* [EXERCISE OBJECTIVE]:
Output each entry below as it stands, leaving out every picture.

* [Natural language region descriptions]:
------------------------------------

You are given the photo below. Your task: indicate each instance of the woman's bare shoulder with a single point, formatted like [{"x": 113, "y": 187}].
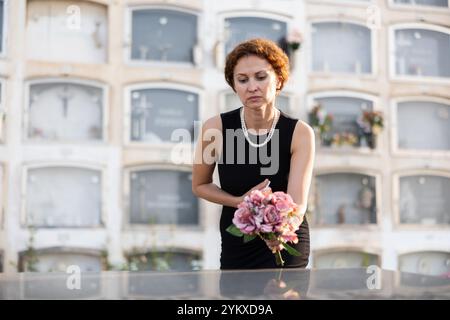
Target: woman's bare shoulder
[
  {"x": 214, "y": 122},
  {"x": 303, "y": 135}
]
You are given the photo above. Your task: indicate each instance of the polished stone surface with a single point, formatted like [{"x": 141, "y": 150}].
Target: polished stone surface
[{"x": 256, "y": 284}]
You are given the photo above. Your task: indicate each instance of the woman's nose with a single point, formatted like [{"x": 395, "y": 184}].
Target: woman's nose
[{"x": 252, "y": 86}]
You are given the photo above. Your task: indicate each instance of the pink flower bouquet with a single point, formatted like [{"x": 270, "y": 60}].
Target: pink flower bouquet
[{"x": 274, "y": 217}]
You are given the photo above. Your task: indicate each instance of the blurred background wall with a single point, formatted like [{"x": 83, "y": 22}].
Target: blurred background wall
[{"x": 91, "y": 92}]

------------------------------------

* [YOUR RESPONSE]:
You are given the photo below. Your task: indicate each instance of the woman's bare shoulder with a single point, formatted like [{"x": 113, "y": 187}].
Target: woman's bare shoulder
[
  {"x": 214, "y": 122},
  {"x": 303, "y": 135}
]
You are given the photo above. Your task: indicate each instance of the polished stone surface with a single point, formatted like [{"x": 141, "y": 150}].
Target: polished stone surface
[{"x": 256, "y": 284}]
You are given the photo above. Your task: indicate each instance of the woman's nose with a single point, formatted like [{"x": 395, "y": 184}].
Target: woman's nose
[{"x": 252, "y": 86}]
You are given the photo above. Your task: indicate each instance of the pink flower bouquet with a single point, formatted like [{"x": 270, "y": 60}].
Target: pink flower bouquet
[{"x": 274, "y": 217}]
You are given the photo above. Your task: indicate each instance of the blurred background wall with a single point, formatted like [{"x": 83, "y": 22}].
Target: blurred background wall
[{"x": 91, "y": 92}]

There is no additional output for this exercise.